WHAT IS ASKED: Write out exactly the lines from the one containing "glow in the photo above." through the last line of the records below, including both.
═════ SUPPLIED RECORDS ═════
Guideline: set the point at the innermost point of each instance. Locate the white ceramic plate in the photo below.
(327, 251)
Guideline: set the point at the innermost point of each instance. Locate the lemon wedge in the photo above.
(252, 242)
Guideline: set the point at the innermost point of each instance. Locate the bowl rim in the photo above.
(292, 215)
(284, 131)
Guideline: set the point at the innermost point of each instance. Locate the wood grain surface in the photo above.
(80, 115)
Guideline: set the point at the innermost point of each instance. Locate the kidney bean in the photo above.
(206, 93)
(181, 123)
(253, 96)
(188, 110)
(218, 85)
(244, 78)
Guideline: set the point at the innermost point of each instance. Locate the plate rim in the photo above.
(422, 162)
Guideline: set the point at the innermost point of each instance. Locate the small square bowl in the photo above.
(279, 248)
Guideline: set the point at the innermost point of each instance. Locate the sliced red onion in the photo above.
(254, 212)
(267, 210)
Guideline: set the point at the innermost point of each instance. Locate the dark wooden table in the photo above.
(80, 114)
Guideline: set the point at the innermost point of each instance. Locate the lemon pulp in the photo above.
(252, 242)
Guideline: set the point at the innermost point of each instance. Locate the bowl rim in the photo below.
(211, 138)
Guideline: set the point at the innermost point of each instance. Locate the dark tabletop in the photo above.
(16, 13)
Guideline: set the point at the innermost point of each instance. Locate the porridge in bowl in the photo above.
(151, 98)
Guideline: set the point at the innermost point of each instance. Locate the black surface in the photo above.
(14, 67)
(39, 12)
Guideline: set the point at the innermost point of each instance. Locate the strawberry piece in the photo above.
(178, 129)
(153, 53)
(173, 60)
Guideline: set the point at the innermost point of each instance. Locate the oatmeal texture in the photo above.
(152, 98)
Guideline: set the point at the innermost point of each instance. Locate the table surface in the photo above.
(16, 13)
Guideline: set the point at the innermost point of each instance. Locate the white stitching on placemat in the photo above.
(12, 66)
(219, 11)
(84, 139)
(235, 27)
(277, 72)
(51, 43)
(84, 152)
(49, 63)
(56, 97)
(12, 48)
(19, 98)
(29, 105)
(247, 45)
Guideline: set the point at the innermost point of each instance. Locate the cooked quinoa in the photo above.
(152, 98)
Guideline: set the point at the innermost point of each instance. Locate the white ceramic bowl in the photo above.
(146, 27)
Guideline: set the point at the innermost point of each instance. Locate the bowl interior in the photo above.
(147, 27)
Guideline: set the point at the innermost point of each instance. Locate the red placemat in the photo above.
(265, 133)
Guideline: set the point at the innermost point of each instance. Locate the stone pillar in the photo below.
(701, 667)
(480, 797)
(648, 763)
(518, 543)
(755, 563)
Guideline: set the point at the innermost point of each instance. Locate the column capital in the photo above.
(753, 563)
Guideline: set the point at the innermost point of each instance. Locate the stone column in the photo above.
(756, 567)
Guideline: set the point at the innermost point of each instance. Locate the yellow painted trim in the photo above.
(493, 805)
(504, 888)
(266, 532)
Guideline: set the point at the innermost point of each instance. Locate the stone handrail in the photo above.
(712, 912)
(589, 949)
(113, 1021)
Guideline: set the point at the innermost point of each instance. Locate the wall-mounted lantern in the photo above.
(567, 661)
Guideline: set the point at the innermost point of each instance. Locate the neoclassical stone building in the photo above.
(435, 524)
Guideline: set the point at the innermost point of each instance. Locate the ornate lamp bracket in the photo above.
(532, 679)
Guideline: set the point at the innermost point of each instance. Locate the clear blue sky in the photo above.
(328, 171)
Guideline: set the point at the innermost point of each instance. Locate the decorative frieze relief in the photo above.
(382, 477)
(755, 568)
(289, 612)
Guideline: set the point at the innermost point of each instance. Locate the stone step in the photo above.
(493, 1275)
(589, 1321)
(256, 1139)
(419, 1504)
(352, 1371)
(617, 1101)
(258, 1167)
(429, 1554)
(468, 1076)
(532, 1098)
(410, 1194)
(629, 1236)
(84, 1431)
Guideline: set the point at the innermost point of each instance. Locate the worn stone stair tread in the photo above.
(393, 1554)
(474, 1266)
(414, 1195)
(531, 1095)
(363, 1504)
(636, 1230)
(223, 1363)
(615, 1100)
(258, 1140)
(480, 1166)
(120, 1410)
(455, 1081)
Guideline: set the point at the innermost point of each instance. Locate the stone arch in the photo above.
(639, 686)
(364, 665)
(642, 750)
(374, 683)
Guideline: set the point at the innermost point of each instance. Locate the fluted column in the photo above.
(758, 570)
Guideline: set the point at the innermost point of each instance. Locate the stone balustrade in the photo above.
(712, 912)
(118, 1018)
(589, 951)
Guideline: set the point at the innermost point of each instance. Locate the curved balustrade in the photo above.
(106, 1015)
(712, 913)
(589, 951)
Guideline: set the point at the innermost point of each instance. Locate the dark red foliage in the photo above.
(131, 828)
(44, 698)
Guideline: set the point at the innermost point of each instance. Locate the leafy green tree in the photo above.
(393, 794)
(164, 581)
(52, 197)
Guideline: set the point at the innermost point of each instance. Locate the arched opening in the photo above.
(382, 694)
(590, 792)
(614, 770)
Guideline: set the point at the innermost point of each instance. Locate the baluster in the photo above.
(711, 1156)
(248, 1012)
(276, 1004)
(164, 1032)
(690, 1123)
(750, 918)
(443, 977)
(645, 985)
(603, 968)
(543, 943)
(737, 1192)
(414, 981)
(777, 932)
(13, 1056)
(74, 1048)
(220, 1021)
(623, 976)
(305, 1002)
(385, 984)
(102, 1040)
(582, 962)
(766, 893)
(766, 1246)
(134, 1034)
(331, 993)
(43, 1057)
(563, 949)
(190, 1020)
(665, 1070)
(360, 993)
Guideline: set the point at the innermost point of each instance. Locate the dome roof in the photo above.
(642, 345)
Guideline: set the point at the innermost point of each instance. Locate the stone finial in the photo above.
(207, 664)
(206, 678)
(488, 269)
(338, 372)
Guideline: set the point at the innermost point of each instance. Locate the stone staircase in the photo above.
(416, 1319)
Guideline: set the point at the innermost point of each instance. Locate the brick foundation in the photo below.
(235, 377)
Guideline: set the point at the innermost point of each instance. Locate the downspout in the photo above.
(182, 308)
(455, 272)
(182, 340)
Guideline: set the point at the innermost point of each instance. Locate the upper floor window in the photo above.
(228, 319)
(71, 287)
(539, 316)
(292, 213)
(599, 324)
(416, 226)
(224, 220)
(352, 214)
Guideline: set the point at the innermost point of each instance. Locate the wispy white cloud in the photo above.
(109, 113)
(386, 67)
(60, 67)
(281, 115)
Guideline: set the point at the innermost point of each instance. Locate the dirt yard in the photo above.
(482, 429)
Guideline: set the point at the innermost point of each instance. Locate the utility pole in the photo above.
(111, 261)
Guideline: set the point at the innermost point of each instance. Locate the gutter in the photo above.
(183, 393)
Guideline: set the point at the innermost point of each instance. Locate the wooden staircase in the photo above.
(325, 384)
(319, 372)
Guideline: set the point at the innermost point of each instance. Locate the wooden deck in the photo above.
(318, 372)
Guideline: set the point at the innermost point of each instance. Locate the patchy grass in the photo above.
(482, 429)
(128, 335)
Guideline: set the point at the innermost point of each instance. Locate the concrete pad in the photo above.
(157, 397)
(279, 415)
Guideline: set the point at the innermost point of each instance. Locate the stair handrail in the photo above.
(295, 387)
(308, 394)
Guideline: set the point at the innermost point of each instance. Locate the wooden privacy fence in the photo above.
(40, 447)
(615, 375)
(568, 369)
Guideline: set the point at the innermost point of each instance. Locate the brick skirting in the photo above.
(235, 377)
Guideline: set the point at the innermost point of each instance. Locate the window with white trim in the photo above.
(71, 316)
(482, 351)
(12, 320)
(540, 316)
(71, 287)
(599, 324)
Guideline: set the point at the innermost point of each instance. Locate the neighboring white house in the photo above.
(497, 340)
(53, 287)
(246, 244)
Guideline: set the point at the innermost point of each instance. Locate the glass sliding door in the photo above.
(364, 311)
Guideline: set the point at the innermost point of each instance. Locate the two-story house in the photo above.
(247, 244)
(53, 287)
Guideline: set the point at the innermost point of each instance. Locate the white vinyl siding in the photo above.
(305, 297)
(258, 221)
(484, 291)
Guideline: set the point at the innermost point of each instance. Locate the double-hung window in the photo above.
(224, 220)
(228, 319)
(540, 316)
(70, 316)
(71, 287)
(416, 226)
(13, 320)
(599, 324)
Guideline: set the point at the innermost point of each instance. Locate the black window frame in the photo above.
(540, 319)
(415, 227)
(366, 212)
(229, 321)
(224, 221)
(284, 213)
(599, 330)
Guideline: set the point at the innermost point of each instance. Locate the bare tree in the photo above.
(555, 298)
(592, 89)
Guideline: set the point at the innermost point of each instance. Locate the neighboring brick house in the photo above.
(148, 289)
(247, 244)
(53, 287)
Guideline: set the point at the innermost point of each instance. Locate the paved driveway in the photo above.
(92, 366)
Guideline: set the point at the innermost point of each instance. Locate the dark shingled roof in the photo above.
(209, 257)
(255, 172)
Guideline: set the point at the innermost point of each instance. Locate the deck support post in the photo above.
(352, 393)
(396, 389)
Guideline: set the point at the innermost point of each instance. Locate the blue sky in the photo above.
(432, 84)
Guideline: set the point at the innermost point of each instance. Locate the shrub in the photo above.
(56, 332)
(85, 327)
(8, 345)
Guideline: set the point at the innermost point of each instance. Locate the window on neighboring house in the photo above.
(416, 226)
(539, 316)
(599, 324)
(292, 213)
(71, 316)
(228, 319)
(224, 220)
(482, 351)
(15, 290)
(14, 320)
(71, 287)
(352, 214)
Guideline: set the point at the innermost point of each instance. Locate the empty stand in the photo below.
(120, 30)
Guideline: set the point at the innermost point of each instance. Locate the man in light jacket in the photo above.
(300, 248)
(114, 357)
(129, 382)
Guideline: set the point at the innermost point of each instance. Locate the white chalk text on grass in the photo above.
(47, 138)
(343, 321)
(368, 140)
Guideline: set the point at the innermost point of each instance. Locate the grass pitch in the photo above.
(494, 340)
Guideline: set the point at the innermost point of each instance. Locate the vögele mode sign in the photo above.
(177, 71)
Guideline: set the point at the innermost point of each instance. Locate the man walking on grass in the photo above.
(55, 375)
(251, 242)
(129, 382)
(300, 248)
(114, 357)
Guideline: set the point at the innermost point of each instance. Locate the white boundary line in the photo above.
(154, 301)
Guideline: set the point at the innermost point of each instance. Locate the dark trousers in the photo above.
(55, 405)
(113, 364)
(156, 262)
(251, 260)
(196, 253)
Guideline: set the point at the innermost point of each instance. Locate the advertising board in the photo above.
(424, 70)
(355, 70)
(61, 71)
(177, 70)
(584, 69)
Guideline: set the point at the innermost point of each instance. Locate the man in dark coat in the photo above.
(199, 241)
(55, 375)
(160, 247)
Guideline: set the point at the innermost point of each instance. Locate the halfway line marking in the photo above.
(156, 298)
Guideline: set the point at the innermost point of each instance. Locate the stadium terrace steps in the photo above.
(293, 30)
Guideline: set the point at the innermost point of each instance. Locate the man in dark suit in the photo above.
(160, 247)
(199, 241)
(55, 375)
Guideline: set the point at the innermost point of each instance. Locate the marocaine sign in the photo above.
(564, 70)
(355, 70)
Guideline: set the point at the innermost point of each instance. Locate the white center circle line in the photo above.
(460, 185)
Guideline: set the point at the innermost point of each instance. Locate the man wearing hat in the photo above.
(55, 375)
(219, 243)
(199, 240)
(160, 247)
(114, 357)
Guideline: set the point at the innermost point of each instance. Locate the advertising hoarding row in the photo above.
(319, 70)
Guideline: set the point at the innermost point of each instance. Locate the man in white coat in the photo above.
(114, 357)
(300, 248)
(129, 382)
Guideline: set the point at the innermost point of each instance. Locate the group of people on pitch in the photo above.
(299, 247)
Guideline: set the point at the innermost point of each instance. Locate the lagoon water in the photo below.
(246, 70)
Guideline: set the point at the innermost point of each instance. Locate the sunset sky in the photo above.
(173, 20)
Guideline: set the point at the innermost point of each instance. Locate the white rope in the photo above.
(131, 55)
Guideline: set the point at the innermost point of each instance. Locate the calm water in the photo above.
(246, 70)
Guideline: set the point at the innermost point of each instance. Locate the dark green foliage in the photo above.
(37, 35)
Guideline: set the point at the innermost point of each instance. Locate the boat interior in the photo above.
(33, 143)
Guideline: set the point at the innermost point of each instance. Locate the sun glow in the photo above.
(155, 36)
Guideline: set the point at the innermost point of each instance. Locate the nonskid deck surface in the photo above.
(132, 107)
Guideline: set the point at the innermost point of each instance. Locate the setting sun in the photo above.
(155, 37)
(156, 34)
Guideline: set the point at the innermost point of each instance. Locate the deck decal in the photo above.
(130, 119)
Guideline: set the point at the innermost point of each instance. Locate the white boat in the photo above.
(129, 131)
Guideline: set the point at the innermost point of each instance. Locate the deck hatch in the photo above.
═════
OUTPUT OF THE EXERCISE:
Guideline: set the point at the innermost point of each instance. Locate the sun glow in the photo above.
(155, 36)
Guideline: set the point at the innermost point of each instance. Locate the nonskid deck surface in the photo above.
(132, 107)
Guideline: set the point at the innermost point of each instance. Locate the setting sun in the photo above.
(155, 37)
(156, 34)
Guideline: set the point at the innermost point of each instance. Locate the deck decal in the photo above.
(130, 119)
Guideline: set the point at the innermost point of each instance. Locate the white boat in the photo above.
(129, 131)
Guideline: set the point at the innermost point of each instance. Locate the deck hatch in the photo above.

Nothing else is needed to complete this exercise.